Pointing dataset excerpts
╭──

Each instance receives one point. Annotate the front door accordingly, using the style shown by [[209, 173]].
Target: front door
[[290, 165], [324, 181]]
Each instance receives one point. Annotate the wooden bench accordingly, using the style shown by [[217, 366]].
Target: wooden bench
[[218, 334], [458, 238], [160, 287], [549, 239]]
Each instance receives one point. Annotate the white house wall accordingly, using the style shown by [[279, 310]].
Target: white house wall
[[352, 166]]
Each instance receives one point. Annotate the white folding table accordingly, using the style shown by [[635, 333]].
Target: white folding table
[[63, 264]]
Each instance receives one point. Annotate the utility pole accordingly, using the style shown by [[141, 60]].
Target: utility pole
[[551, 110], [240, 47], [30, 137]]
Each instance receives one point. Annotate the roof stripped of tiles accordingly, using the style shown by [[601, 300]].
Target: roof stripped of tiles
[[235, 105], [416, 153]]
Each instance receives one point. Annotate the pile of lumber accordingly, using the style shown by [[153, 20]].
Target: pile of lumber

╰──

• Problem to work on: Rewrite the entries starting at the line containing "Each instance receives one point. Annotate the utility" and ending at the last line of the entries, swapping "pile of lumber" for "stack of planks" and leaving everything else unchanged.

• Task output:
Each instance receives one point. Annotate the utility pole accordingly, using the style shown by [[141, 60]].
Target: utility pole
[[551, 110], [240, 47], [30, 137]]
Each instance receives one point. Annotate the roof stripped of tiles accordingly, using the style shown by [[601, 300]].
Target: roof stripped of tiles
[[235, 105], [416, 153]]
Each instance receives one point. Annotate the stack of planks accordingly, using the style shown by [[153, 20]].
Target: stack of planks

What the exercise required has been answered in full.